CONSIGNE: Indiquez, s'il vous plaît, combien de signatures la pétition en ligne évoquée dans le texte sur l'éducation à l'extérieur a recueillies en moins d'une semaine.

TEXTE À L'ÉTUDE:
========================================================================
Dans une lettre ouverte publiée tout récemment, ces spécialistes font valoir les nombreux bénéfices de l’apprentissage en nature, particulièrement en temps de COVID-19. Envoyée aux médias, la lettre a été rapidement suivie d’une pétition en ligne qui a recueilli plus de 7000 signatures en moins d’une semaine. Pour les signataires, parmi lesquels figure la Fondation Monique-Fitz-Back, l’éducation à l’extérieur permet de mieux respecter les règles de distanciation physique, tout en favorisant le bien-être, la santé, ainsi que la sécurité des élèves et des enseignants.
« En plus de tous les bénéfices qu’on en retire au niveau éducatif, on sait que le contact avec la nature diminue beaucoup le stress et l’anxiété. Après deux mois de confinement à l’intérieur, les élèves ont plus que jamais besoin de prendre l’air et de bouger. » - Julie Moffet, coordonnatrice du projet Enseigner dehors, Fondation Monique-Fitz-Back.
L’éducation à l’extérieur pour le bien-être des enfants
Fermeture des écoles, routine chambardée, activités annulées, confinement obligé… : les conséquences de la pandémie actuelle peuvent être tout aussi angoissantes pour les enfants que pour leurs parents. Mais alors que la décision du gouvernement québécois de rouvrir les écoles est principalement motivée par des raisons sociales et pour le bien des enfants, on peut s’inquiéter avec raison que les enfants confinés chez eux depuis plusieurs semaines se retrouvent tout aussi confinés à l’intérieur de l’école. Profiter du déconfinement pour mettre de l’avant la pédagogie en plein air apparaît donc comme une réponse cohérente et rassurante à la crise que nous vivons.
Selon Julie Moffet, coordonnatrice du projet Enseigner dehors à la Fondation Monique-Fitz-Back, le Québec devrait s’inspirer du Danemark qui a donné comme consigne claire de favoriser la classe à l’extérieur pour limiter les risques de propagation de la COVID-19 auprès des écoliers. En plus de faciliter l’instauration d’une distance de 2 mètres entre les élèves, il semble en effet que la transmission du virus se fasse moins à l’extérieur. Et c’est sans compter tous les bénéfices reconnus de l’apprentissage en extérieur. De nombreuses recherches ont en effet démontré des bienfaits aussi diversifiés qu’une augmentation de la concentration, de la motivation, du développement personnel et moteur, ainsi que de la performance académique des élèves. « On se rend compte qu’être dehors est tellement stimulant, précise Julie Moffet, qu’il y a des impacts très forts sur la réussite scolaire. »
========================================================================
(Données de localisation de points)

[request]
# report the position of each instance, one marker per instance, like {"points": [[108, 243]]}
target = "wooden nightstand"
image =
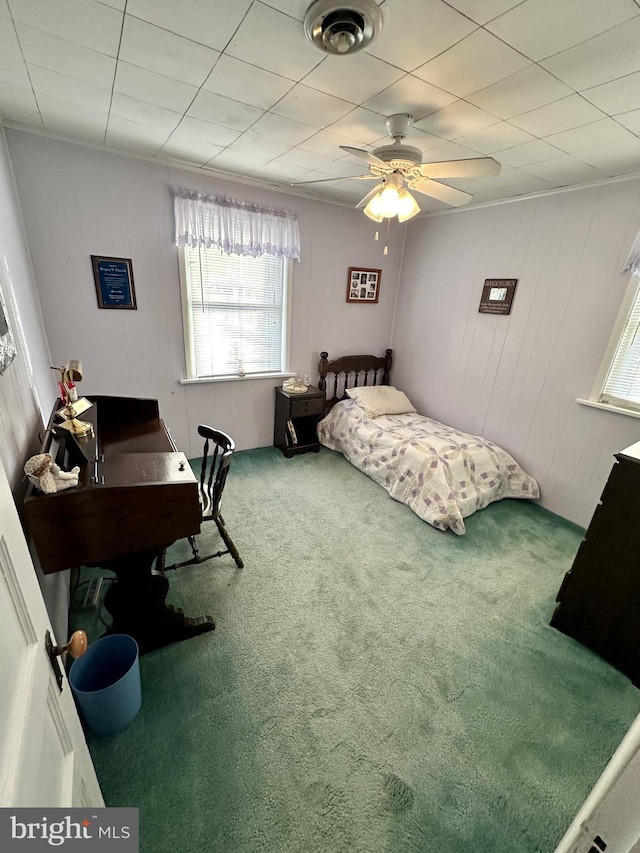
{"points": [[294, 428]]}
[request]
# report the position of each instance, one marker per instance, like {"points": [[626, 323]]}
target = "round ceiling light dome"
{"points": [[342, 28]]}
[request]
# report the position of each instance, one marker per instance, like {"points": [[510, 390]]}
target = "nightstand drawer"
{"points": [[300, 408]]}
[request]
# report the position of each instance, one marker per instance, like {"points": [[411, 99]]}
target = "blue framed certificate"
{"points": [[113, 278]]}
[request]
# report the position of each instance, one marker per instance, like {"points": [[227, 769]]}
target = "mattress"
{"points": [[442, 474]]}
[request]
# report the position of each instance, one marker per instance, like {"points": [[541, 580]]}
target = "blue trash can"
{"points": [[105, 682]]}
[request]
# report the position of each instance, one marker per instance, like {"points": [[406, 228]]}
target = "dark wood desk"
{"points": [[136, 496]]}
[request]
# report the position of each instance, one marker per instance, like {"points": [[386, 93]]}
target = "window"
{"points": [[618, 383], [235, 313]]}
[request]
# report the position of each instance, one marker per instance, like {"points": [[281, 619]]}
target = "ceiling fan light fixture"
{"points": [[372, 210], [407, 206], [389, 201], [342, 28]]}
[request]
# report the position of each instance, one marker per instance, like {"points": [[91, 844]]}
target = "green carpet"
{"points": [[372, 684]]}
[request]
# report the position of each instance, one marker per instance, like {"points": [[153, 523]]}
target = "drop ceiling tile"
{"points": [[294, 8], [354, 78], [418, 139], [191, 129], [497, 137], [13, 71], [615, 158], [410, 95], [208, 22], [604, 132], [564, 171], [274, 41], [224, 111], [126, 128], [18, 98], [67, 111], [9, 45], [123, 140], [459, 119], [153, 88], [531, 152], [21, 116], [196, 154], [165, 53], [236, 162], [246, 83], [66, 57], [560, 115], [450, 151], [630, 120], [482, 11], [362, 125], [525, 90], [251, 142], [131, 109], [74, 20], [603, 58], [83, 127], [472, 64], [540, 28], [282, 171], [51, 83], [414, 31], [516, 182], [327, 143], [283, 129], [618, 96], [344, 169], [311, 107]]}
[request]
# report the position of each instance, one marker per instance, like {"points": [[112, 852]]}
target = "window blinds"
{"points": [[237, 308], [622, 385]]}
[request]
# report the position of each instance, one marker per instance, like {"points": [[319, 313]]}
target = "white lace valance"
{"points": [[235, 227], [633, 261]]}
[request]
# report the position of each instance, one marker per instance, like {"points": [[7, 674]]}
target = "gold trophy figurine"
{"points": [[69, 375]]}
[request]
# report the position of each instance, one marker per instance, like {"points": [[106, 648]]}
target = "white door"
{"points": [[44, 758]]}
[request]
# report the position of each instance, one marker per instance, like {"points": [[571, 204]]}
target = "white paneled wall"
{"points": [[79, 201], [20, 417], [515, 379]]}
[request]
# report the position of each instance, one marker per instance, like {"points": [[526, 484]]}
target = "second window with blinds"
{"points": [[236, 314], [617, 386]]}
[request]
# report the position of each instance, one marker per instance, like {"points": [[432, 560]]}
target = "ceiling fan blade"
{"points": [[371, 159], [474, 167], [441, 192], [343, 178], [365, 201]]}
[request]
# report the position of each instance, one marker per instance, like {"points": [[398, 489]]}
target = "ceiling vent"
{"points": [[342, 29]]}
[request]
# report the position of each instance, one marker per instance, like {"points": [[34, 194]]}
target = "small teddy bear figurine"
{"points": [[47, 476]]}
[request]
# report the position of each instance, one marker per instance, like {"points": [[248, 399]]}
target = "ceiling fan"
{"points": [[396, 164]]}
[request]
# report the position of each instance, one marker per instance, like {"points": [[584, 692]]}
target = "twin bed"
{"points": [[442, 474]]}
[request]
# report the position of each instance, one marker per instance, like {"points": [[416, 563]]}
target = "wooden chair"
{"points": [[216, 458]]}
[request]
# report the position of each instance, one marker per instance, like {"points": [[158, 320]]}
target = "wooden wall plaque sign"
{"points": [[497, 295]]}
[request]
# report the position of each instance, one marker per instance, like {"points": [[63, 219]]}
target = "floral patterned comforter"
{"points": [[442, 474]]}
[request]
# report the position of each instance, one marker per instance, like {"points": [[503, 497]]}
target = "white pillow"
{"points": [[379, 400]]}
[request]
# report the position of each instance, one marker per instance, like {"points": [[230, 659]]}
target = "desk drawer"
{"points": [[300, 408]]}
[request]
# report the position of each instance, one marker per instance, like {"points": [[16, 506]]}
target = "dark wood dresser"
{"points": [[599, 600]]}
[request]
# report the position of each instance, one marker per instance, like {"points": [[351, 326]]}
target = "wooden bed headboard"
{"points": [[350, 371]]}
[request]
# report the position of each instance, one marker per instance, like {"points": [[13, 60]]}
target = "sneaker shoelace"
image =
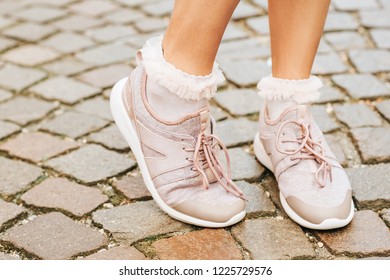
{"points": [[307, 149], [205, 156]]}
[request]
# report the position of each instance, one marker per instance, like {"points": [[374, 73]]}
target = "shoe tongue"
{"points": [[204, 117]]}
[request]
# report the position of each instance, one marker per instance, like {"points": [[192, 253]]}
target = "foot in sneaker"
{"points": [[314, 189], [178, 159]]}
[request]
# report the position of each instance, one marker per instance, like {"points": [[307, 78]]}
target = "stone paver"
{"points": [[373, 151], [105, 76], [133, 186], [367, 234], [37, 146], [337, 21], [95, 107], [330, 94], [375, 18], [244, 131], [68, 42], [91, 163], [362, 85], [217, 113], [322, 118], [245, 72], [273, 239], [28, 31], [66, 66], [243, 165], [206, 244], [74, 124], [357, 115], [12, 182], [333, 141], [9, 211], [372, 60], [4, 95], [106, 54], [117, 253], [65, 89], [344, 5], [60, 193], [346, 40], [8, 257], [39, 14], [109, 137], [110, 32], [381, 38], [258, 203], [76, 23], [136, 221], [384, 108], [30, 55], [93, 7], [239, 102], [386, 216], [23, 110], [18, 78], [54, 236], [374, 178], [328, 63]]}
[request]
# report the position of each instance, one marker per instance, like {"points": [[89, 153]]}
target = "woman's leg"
========================================================================
RÉPONSE FINALE: Plus de 7000 signatures.